§ ABOUT THIS TASK
Begin with the line containing "of the background" and copy each line exactly through the last line of the entries, inclusive.

§ Natural-language object grounding data

^^^^^^^^^^^^^^^^

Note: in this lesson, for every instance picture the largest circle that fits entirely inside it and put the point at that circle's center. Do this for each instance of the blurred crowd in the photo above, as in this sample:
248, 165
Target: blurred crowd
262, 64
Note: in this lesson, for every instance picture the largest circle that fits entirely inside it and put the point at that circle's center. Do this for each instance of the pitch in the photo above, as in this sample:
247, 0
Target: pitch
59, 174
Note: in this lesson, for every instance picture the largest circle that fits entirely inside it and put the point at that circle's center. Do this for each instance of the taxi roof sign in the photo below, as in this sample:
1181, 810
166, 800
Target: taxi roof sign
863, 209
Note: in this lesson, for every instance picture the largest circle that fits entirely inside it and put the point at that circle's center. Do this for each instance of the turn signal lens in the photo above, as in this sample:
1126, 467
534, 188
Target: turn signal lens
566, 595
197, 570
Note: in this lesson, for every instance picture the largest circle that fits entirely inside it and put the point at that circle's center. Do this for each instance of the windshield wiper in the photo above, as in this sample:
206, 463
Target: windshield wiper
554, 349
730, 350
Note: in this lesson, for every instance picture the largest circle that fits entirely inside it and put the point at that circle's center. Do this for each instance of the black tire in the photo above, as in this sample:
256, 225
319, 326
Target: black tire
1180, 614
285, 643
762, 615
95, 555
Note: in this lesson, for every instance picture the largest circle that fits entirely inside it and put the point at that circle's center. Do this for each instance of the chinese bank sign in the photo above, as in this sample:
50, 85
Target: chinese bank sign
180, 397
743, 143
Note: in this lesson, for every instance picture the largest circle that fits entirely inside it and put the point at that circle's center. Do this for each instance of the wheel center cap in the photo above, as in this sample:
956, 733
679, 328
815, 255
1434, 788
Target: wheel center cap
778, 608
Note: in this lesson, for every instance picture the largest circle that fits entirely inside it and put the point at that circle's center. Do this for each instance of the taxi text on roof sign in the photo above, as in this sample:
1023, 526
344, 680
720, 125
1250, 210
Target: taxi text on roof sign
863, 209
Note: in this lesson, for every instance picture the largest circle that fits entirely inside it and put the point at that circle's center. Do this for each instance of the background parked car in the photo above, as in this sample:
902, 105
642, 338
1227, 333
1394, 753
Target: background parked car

^^^^^^^^^^^^^^^^

§ EXERCISE OUTPUT
Note: in this lesson, for every instance picture the largest circle that fits entirely inside it and put the point at that circle's center. Do this for each instance of the background parked car in the photo above, as in this sample:
902, 105
642, 338
1227, 333
1394, 753
Target: background parked car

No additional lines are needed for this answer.